Segmentation labeling items:

* START *

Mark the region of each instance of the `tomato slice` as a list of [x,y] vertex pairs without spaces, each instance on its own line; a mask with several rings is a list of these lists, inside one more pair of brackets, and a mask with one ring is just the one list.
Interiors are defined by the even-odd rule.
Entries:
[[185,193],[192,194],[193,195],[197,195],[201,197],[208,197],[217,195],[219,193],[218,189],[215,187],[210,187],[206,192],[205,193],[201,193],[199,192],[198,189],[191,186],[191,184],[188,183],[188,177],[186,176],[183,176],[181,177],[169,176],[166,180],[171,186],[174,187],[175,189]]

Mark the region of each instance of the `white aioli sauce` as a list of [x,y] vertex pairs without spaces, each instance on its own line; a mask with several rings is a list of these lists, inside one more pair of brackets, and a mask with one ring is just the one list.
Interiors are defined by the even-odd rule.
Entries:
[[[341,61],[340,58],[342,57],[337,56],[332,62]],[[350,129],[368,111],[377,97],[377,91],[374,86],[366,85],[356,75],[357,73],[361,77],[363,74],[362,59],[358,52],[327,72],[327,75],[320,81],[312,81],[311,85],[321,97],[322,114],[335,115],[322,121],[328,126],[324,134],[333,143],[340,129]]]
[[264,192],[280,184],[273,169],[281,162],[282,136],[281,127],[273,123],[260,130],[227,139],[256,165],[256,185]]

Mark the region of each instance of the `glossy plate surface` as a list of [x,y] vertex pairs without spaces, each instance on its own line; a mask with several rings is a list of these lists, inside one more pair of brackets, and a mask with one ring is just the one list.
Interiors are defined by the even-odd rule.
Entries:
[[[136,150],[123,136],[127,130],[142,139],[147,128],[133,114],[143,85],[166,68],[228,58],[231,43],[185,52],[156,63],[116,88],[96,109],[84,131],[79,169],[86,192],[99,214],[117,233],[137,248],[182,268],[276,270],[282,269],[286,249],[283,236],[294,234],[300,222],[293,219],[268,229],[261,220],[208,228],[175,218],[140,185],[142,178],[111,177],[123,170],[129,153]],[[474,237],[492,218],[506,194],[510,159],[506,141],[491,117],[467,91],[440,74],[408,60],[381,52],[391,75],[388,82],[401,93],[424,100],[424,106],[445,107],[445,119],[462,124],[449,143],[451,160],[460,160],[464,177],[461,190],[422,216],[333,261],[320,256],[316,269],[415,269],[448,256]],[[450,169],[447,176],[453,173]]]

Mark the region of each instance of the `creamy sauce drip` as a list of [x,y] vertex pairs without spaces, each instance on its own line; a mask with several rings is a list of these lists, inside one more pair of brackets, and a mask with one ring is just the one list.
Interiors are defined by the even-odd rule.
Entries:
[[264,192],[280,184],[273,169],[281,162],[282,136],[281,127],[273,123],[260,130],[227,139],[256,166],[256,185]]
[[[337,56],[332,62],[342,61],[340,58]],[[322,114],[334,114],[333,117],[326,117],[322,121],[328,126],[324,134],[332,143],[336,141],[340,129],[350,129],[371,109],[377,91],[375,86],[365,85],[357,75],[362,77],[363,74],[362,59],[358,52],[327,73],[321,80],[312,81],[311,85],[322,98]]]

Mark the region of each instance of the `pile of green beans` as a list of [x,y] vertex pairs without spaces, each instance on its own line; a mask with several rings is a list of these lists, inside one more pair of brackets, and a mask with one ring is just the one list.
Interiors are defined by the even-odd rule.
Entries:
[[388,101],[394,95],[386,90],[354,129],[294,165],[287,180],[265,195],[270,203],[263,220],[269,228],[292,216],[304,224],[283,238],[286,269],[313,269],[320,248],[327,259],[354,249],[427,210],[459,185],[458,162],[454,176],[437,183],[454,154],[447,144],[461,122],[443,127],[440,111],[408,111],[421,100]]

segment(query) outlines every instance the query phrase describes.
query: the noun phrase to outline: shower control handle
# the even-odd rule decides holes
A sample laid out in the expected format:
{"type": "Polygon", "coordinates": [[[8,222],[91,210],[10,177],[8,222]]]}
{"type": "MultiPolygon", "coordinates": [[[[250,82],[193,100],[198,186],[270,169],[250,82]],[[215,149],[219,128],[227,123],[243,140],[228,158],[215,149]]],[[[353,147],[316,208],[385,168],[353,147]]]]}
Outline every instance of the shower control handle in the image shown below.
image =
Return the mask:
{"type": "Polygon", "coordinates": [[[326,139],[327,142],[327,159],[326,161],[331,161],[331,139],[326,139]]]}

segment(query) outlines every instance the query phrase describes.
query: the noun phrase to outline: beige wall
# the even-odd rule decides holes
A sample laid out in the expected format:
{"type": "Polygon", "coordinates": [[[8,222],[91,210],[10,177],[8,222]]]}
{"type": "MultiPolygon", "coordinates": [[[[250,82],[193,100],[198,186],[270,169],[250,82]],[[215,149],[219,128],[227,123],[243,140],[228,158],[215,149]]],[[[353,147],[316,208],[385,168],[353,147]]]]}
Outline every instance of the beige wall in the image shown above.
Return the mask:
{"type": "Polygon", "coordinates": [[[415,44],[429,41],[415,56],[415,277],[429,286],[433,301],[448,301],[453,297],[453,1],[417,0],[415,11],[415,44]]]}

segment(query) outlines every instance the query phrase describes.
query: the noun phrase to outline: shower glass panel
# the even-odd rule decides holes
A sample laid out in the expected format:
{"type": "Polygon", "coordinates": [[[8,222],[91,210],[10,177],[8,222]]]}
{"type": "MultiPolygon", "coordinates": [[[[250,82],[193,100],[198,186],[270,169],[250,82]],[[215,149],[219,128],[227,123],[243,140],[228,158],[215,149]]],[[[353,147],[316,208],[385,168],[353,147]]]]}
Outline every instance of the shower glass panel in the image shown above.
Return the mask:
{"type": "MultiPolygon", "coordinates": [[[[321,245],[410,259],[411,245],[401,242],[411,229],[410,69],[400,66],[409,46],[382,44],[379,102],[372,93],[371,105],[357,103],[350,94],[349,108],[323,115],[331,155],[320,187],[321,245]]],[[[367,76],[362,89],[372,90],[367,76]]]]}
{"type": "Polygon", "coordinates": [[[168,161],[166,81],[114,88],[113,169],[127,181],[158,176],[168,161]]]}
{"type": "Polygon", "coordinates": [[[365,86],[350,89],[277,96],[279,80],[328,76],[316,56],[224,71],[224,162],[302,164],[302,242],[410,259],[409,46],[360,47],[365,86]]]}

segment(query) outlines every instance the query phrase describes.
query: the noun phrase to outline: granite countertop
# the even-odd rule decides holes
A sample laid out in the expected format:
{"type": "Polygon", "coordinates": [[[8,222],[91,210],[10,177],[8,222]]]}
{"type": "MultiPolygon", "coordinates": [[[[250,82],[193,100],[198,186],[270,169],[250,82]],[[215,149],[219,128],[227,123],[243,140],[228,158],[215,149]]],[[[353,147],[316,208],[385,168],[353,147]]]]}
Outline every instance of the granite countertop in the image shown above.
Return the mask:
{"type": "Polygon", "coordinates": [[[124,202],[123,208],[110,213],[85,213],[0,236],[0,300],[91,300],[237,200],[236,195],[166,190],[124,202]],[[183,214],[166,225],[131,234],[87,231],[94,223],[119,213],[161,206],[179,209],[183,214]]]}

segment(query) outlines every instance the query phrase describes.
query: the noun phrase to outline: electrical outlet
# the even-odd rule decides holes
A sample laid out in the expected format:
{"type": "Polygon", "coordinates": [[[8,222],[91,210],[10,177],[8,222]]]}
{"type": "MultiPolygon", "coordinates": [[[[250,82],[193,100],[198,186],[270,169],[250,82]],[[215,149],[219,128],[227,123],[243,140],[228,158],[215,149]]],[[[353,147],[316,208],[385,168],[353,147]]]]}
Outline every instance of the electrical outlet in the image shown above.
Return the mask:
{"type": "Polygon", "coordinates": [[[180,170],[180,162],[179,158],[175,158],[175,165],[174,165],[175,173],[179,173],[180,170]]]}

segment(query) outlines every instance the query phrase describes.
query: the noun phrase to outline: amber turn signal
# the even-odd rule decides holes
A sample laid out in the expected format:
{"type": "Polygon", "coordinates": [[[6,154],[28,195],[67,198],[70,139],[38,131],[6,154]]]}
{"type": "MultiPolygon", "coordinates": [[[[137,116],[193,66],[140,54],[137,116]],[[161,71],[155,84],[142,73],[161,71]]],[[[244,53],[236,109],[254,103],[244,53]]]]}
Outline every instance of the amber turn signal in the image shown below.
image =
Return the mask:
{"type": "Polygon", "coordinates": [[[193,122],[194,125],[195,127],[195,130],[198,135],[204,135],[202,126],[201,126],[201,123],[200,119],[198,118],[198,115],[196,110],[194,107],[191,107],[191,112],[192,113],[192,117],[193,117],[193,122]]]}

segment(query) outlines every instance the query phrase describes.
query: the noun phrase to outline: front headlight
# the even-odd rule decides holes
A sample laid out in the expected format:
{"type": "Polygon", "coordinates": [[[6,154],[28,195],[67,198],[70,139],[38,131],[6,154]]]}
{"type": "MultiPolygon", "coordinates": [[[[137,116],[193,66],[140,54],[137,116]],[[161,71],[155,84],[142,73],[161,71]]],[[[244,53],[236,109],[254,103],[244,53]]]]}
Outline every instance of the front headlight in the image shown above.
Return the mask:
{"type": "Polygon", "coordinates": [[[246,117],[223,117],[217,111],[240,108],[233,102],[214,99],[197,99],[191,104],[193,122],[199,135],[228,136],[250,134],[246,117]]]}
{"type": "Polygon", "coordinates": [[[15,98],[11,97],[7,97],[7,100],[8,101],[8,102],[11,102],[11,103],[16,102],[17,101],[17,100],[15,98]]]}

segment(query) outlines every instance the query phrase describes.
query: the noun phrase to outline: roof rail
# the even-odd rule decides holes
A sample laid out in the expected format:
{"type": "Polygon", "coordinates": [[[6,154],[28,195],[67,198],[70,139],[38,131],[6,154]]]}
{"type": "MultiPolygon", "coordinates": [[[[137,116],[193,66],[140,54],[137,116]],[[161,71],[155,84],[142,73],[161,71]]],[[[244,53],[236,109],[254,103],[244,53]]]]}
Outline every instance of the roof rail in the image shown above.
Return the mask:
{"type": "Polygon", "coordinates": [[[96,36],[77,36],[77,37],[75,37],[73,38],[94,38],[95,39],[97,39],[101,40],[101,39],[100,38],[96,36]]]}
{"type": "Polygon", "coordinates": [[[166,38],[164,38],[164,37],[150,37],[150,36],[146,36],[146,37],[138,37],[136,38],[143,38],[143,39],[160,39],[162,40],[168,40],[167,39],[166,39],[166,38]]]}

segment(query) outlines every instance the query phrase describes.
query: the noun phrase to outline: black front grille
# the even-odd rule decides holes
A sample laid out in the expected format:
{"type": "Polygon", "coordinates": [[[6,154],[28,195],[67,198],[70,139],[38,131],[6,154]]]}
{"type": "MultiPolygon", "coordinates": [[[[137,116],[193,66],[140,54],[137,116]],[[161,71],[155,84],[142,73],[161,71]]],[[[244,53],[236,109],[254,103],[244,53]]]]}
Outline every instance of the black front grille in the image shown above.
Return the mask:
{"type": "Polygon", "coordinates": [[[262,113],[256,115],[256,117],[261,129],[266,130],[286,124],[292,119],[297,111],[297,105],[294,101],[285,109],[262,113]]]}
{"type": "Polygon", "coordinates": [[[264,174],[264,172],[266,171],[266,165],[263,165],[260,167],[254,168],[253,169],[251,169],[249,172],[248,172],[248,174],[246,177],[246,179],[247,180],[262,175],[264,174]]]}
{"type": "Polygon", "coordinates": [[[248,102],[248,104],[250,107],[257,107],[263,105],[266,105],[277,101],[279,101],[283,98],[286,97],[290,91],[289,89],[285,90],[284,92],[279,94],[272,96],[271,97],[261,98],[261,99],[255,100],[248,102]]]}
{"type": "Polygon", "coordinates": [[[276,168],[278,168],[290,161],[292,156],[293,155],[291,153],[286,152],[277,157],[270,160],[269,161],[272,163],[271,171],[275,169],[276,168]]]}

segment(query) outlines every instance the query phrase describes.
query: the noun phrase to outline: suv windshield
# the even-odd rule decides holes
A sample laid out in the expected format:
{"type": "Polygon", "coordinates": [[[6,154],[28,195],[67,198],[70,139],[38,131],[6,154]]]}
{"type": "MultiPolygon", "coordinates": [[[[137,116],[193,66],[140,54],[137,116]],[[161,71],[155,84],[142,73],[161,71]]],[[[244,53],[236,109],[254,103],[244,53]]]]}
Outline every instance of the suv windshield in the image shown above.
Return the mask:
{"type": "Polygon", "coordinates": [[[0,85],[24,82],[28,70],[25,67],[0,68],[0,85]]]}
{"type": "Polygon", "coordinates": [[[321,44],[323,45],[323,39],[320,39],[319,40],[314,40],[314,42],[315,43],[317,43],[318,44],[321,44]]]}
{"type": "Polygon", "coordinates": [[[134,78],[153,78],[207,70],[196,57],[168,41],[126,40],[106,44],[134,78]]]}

* END *

• TASK STATEMENT:
Locate each line in the rows above that contains the string "these" and copy those lines out. Only case-sensitive matches count.

• ANSWER TO THIS TASK:
Mark the region of each instance of the `tomato slice` as a list of [x,y] vertex pairs without spaces, each instance on its own line; a mask with several rings is a list of these lists, inside one more pair of brackets, and a mask with one ring is just the one list.
Mark the region of each instance of the `white aioli sauce` as a list of [x,y] vertex pairs without spaces, each instance on its own line; a mask with several rings is a list of these lists, inside one more pair of brackets, and a mask with one ring is just the one list.
Mark the region of each instance of the `glossy plate surface` as a list of [x,y] vertex pairs without spaces, each instance on its own line; a mask with several rings is a list of these lists, inside one more pair of brackets, and a mask with one ring is just the one list.
Mark the region of each instance of the `creamy sauce drip` as a list of [x,y] vertex pairs without spaces, each instance on its own line; a mask with several rings is a list of these lists, inside one more pair of brackets, and a mask with one ring is just the one list.
Mark the region of each instance of the `pile of green beans` as a list of [x,y] vertex pairs without spaces, each instance on its own line; a mask with several rings is a list of these lists, inside one more pair of brackets, and a mask with one ring is just the one list.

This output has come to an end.